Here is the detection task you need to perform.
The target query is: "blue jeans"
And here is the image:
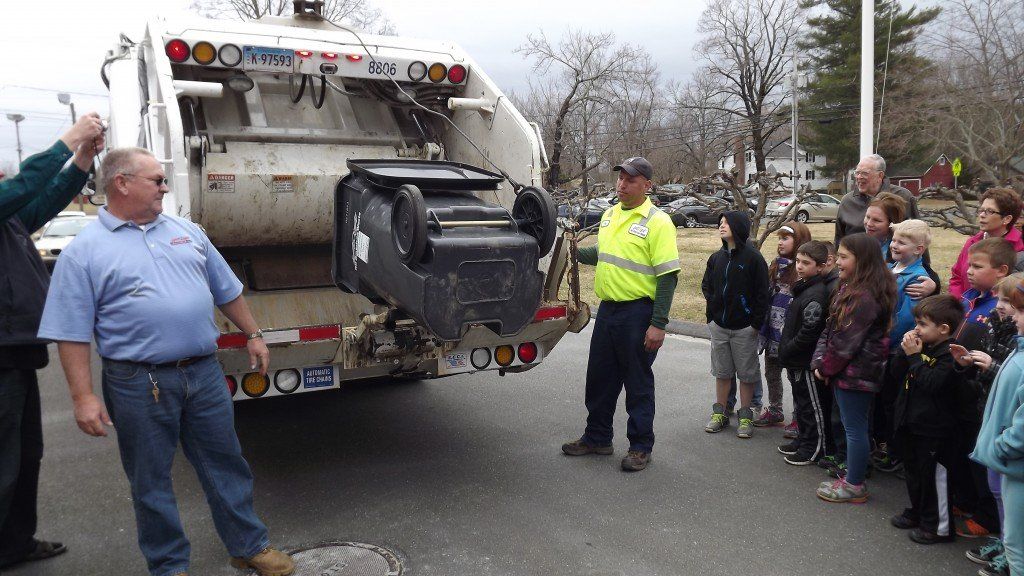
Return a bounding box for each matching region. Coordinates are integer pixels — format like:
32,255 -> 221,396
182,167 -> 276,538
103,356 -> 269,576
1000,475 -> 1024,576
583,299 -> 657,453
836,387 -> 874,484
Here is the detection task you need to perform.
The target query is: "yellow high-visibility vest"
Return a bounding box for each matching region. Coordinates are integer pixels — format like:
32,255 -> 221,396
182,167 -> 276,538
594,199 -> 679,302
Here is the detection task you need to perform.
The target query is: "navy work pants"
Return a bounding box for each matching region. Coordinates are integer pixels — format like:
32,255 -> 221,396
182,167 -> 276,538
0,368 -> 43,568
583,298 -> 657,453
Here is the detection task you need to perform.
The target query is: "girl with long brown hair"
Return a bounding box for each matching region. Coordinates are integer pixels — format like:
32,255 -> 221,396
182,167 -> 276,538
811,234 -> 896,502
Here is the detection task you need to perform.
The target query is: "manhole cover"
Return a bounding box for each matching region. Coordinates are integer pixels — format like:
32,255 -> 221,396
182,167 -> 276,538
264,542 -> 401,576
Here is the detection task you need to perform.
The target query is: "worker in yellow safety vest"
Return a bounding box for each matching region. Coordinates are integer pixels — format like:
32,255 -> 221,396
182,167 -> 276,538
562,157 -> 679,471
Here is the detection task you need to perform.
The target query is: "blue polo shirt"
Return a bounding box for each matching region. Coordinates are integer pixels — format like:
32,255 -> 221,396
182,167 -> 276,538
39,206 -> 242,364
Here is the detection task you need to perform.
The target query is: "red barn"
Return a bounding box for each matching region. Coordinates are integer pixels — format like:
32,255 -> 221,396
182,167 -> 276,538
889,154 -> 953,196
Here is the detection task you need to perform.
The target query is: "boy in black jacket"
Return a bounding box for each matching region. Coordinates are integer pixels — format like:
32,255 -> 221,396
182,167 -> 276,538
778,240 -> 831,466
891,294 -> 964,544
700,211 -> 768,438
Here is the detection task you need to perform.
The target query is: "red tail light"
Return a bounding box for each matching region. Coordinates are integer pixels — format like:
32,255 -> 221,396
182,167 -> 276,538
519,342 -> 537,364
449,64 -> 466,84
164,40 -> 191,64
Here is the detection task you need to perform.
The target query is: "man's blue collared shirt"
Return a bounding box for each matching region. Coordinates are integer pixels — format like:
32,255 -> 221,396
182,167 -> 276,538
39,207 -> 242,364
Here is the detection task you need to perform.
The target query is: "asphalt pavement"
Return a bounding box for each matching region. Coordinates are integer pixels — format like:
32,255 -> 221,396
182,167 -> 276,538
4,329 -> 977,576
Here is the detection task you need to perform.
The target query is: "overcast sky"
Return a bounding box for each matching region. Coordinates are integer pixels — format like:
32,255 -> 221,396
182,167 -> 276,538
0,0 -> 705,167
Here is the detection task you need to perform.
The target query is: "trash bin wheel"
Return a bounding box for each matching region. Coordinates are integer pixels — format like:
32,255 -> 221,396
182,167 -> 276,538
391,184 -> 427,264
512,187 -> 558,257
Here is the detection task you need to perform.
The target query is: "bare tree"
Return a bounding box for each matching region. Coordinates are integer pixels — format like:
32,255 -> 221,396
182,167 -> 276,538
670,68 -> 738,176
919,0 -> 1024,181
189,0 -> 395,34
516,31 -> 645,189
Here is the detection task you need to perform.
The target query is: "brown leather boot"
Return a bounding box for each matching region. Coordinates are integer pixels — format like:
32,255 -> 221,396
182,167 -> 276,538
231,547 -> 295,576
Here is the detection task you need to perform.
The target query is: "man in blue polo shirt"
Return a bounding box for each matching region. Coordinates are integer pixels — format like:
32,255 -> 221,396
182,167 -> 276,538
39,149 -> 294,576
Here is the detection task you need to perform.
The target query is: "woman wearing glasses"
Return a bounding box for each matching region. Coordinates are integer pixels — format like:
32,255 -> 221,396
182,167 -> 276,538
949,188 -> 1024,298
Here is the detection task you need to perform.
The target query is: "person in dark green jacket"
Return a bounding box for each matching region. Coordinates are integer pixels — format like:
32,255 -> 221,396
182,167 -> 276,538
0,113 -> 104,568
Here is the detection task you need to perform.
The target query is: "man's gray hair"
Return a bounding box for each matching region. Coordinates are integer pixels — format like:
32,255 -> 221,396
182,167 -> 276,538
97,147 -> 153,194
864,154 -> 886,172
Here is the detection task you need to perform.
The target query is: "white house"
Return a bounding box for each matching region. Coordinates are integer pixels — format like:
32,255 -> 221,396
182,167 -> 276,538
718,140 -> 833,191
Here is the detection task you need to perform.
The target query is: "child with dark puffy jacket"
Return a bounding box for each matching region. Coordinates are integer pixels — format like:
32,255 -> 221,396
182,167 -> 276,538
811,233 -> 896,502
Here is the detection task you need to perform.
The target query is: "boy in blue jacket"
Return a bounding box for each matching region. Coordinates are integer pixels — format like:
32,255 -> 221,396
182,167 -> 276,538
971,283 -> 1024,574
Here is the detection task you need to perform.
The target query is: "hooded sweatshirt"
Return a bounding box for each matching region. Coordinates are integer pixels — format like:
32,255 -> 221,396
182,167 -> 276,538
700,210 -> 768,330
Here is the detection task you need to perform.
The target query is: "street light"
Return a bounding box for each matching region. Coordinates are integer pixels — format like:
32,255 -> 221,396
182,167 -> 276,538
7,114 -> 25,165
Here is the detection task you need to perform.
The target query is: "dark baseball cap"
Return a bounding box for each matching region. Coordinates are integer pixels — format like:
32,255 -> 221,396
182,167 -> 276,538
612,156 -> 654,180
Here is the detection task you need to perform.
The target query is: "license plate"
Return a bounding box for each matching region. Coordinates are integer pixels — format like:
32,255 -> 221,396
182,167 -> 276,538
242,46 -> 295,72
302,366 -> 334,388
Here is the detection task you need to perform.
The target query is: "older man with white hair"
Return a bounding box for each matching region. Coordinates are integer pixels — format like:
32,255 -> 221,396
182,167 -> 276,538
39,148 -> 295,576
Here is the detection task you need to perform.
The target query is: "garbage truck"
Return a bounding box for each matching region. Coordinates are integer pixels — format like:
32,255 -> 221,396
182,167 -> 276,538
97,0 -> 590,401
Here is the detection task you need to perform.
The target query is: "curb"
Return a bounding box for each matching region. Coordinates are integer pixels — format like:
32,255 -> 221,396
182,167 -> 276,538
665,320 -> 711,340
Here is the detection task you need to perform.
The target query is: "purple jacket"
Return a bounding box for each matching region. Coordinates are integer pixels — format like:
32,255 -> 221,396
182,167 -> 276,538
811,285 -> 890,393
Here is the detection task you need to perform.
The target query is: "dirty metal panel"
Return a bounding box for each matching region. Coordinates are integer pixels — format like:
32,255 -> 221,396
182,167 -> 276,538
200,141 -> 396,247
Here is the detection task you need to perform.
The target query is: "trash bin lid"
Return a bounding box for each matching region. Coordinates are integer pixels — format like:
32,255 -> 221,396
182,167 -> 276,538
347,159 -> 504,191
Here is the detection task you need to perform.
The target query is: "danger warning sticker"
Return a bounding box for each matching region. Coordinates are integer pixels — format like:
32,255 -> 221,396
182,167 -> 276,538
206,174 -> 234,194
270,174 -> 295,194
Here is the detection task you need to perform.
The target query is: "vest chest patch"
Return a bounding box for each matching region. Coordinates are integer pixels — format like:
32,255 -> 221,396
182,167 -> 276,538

* Exercise task
Reproduce the stretch of the listing from its start through the line containing "811,234 -> 896,502", with the requests included and 74 added to every coordinate in the bounding-box answers. Leave the pictures out.

* The solution
Here is the detection task you need to perform.
The target query is: "blue jeans"
And here is the image:
Return a bounding box for each matching region. Coordinates are integer pixels — format like:
32,255 -> 221,396
182,167 -> 276,538
177,430 -> 343,650
1074,549 -> 1098,650
657,373 -> 731,527
910,461 -> 948,558
Here is the detection task you need to perform.
The target query is: "yellow high-visibility vest"
Return a bounding box for each matching region. Coordinates are integer pixels — format like:
32,255 -> 221,396
182,167 -> 276,538
668,273 -> 753,376
Here is the detection task you need to perform.
The target query is: "navy work pants"
Return a bounding box for each matching region. Coordinates are integer pixels — format like:
32,255 -> 221,396
182,167 -> 276,538
74,442 -> 117,642
657,372 -> 731,527
Here is the detection task you need to perform.
The target query is: "girl with long brown hair"
Return a bounding box for each matching region. Coordinates are integer pixels — format like:
32,255 -> 221,396
182,167 -> 276,538
885,308 -> 970,576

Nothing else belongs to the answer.